Vorliegender Text:
↓

Wofür wird gebettelt?

Einmal fragte mich eine 80-jährige Dame, ob unsere Kinderstiftung ihr neues Hüftgelenk finanzieren könnte. Ich hatte zwar Verständnis für ihr Anliegen, aber wir konzentrieren uns auf Fünf- bis Zehnjährige.

Wie wichtig ist Geld für Sie?

Mir ist wichtig, dass meine Familie, meine Freunde und ich gesund sind. Geld ist für mich als Unternehmer Mittel zum Zweck.

Sie standen nach dem Verkauf von Denner vor fünf Jahren vor der Wegscheide, kürzerzutreten und das Leben zu geniessen – oder nochmals unternehmerisch aktiv zu werden.

Ein Time-out war nie eine Option, schon gar nicht der Rückzug ins Private.

Ein Jahr entspannen auf Bora Bora?

Auch nicht auf den Malediven. Mir wäre spätestens nach zwei Wochen langweilig. Nach dem Verkauf von Denner skizzierten wir ziemlich schnell die Strategie der Gaydoul Group: Immobilien, Asset Management, Firmenportfolio. Auf Letztgenanntem liegt jetzt das Schwergewicht meiner Arbeit. Vorher setzten wir alles auf ein Unternehmen, Denner, jetzt stehen wir auf drei Säulen und haben das Risiko verteilt.

↑

Bereitgestelltes Material:
↓

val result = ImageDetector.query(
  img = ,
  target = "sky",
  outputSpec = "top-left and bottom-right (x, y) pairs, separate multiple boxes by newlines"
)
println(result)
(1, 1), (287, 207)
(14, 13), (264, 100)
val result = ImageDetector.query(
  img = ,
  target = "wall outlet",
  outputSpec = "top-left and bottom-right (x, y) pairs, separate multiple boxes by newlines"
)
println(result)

↑

Anforderung A: Übersetzen Sie den Satz „Geld ist für mich als Unternehmer Mittel zum Zweck.“ aus dem Interview ins Englische.
Anforderung B: Nehmen Sie das Interview nach seinem letzten Satz wieder auf und schreiben Sie es weiter.

Schriftliche Antwort A: For me as an entrepreneur, money is a means to an end.

Schriftliche Antwort B:
Als Denner-Chef waren Sie der Held der Wühltische, heute verkaufen Sie Luxusmarken wie Fogal, Jet Set oder Navyboot. Doch im Luxusgeschäft bläst Ihnen der Wind ins Gesicht.

Der einzige signifikante Unterschied zur Discount-Zeit ist der: Ich habe ein paar graue Haare mehr. Aber wegen des Alters, nicht wegen des Geschäfts (schmunzelt). Im Ernst: Karl Schweri, mein Grossvater, war ein brillanter Unternehmer. Er hat einen Konzern aufgebaut. Was musste er sich nicht alles an Kritik gefallen lassen! Das gehört zum Unternehmertum: Man trifft viele Entscheide, richtige und auch falsche. Wer die Kritik am Einzelfall nicht aushält, ist am falschen Platz.

Der Verkauf von Denner, dem Familienerbe, hat Ihnen Kritik eingetragen.

Das mag sein. Aber ich verkaufte ja nicht, um mich frühpensionieren zu lassen. Ich habe mich neuen Aufgaben gestellt, echten Herausforderungen – und setze dafür mein eigenes Geld ein. Ich engagiere mich im Sport, in meiner Stiftung. Kurzum: Ich investiere, schaffe Arbeitsplätze, nehme Risiken auf mich, engagiere mich fürs Gemeinwohl.

Weitervererben war keine Option?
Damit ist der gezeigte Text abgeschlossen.